» **Input data**:
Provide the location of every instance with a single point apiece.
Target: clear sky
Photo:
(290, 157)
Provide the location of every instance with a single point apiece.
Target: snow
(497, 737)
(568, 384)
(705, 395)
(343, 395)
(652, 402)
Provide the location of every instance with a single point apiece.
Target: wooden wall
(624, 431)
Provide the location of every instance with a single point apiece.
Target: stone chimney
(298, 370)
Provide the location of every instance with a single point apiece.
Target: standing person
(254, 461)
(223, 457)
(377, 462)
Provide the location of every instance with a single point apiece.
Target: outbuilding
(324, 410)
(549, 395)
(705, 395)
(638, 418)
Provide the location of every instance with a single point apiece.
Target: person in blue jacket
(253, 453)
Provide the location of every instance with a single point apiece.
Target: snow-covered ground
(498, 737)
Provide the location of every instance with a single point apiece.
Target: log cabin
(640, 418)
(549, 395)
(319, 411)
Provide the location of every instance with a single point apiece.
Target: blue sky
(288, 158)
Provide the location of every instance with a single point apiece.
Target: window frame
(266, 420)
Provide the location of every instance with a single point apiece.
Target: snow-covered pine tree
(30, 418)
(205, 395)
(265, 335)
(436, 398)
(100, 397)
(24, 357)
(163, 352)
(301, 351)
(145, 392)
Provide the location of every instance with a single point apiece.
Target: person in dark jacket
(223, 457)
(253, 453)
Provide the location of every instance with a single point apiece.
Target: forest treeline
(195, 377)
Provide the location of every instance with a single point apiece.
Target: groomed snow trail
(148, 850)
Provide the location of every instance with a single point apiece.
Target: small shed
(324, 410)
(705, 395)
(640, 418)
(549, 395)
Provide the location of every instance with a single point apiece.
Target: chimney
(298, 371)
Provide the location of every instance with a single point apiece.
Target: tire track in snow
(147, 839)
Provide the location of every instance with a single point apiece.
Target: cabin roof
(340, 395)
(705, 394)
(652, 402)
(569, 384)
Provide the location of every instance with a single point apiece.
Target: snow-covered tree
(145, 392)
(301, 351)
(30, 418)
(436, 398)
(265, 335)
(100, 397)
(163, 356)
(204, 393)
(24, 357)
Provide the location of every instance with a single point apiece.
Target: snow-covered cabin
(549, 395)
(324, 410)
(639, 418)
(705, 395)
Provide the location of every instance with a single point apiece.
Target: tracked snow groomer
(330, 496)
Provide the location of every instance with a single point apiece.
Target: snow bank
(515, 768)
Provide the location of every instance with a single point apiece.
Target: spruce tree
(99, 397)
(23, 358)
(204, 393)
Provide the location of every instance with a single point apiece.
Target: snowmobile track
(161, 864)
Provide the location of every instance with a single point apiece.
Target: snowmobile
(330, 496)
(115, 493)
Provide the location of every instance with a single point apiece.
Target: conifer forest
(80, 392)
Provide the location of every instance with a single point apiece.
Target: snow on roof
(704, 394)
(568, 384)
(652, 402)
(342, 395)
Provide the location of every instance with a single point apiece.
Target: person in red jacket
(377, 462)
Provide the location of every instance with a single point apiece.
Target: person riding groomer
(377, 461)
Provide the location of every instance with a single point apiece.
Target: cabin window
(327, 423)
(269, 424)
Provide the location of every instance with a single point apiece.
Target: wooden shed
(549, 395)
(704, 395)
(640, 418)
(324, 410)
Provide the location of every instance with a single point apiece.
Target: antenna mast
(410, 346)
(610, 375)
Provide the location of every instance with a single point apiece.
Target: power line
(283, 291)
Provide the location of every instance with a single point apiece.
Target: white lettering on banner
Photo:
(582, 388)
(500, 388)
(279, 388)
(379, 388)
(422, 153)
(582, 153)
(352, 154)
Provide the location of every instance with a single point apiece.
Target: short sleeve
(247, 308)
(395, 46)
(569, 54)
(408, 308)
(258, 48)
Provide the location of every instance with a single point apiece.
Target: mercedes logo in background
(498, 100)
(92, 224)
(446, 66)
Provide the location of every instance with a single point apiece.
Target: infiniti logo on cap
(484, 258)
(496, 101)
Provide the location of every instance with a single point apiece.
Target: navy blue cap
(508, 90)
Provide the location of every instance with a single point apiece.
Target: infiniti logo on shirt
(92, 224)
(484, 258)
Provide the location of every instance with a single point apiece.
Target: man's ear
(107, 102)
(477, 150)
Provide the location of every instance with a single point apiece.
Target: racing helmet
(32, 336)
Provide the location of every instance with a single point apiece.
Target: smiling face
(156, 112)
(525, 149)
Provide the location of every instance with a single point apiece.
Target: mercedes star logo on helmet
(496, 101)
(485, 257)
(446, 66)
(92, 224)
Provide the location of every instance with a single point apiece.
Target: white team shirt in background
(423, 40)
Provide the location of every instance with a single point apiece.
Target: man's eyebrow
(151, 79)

» **Directions for this task**: Each entry above needs to be retyped exactly.

» **Task solution**:
Provide the location of every instance with a single point apiece.
Target: clear sky
Photo:
(290, 157)
Provide the location of every instance with a single point apiece.
Target: snow
(497, 737)
(568, 384)
(705, 395)
(343, 395)
(652, 402)
Provide the location of every instance with a single point apiece.
Target: wooden wall
(624, 431)
Provide the location of every instance with a single point apiece.
Target: stone chimney
(298, 370)
Provide the location of every instance with a single point apiece.
Target: standing person
(254, 461)
(223, 457)
(377, 462)
Provide the location of every instance with a single point apiece.
Target: outbuilding
(324, 410)
(549, 395)
(705, 395)
(638, 418)
Provide the location of every instance with a single point apiece.
Target: person in blue jacket
(253, 453)
Provide the location of every instance with a single point apiece.
Target: snow-covered ground
(498, 737)
Provide the location of every instance with a single point apiece.
Target: log cabin
(640, 418)
(549, 395)
(319, 411)
Provide the location of every instance with a single point apiece.
Target: blue sky
(288, 158)
Provide the location of every instance with a single point apiece.
Target: window frame
(266, 420)
Provide the location of every instance with a single point apiece.
Target: snow-covered pine tree
(30, 418)
(205, 395)
(265, 335)
(436, 398)
(100, 397)
(24, 357)
(163, 352)
(301, 351)
(145, 392)
Provide the location of every instance with a single point apiece.
Target: person in dark jacket
(223, 457)
(253, 453)
Provide the location of every instance with a single point apiece.
Target: forest treeline
(195, 377)
Provide the location of every instance with a single point apiece.
Target: groomed snow trail
(148, 850)
Provide the location of every instance with a single point apiece.
Target: small shed
(324, 410)
(705, 395)
(640, 418)
(549, 395)
Provide the location of every instance with a single point apiece.
Target: chimney
(298, 371)
Provide the location of every instance with a single point apiece.
Target: tire track in snow
(147, 839)
Provide the location of every instance with a single point apiece.
Target: cabin roof
(340, 395)
(705, 394)
(652, 402)
(569, 384)
Provide the location of every instance with a single point apiece.
Target: snow-covered tree
(145, 392)
(301, 351)
(30, 418)
(436, 398)
(265, 335)
(100, 397)
(163, 356)
(204, 393)
(24, 357)
Provide the location of every instance with a single point apiece.
Target: snow-covered cabin
(549, 395)
(324, 410)
(639, 418)
(705, 395)
Provide the location of every instance with a single point apiece.
Target: tracked snow groomer
(330, 496)
Provide the location of every instance with a single point apiece.
Target: snow bank
(515, 768)
Provide the location of every instance with a single point apiece.
Target: spruce tree
(99, 397)
(23, 358)
(204, 393)
Provide the location of every instance with a single point apiece.
Target: snowmobile track
(161, 864)
Provide the location of every instance with a single point apiece.
Target: snowmobile
(330, 496)
(115, 493)
Provide the location of every instance with a single point apiece.
Target: conifer forest
(80, 392)
Provide the location of every instance with a single point apiece.
Target: snow on roof
(704, 394)
(568, 384)
(652, 402)
(342, 395)
Provide the location of every instance with a single point apiece.
Target: person in red jacket
(377, 462)
Provide the location of every instance with a single point apiece.
Target: person riding groomer
(377, 461)
Provide the location of every instance with a single point apiece.
Target: cabin window
(327, 423)
(269, 424)
Provide the location of every instance with a single point apiece.
Target: wooden shed
(549, 395)
(704, 395)
(640, 418)
(324, 410)
Provide the location of every instance with a single point apiece.
Target: antenna mast
(410, 346)
(610, 375)
Provide the location of every instance with a single point apiece.
Target: power line
(283, 291)
Provide the location of every instance with a single point apiece.
Target: white lettering on banner
Photo:
(582, 388)
(500, 388)
(279, 388)
(379, 388)
(422, 153)
(582, 153)
(352, 154)
Provide the location of every instance with a single point apiece.
Target: short sleeve
(247, 308)
(395, 46)
(569, 54)
(408, 308)
(258, 48)
Provide the location of every instance with a single point apiece.
Target: mercedes logo in background
(498, 100)
(92, 224)
(446, 66)
Provide the location of every instance with a single point apiece.
Target: infiniti logo on cap
(484, 258)
(496, 101)
Provide the location of every instance with a single point apiece.
Target: navy blue cap
(508, 90)
Provide the location of every instance with a single point apiece.
Target: infiniti logo on shirt
(92, 224)
(484, 258)
Provide the location of every instance with a single point apiece.
Target: man's ear
(107, 102)
(477, 150)
Provide the location of every instance with a single point apiece.
Target: racing helmet
(32, 336)
Provide the location of every instance with a single point apiece.
Target: smiling face
(156, 112)
(525, 149)
Provide the location of every instance with a single point apiece.
Target: mercedes star logo on helmet
(496, 101)
(485, 257)
(446, 66)
(92, 224)
Provide the location of every instance with a single point apiece.
Target: white team shirt in background
(423, 40)
Provide the location of every instance with a single point apiece.
Target: man's eyebrow
(151, 79)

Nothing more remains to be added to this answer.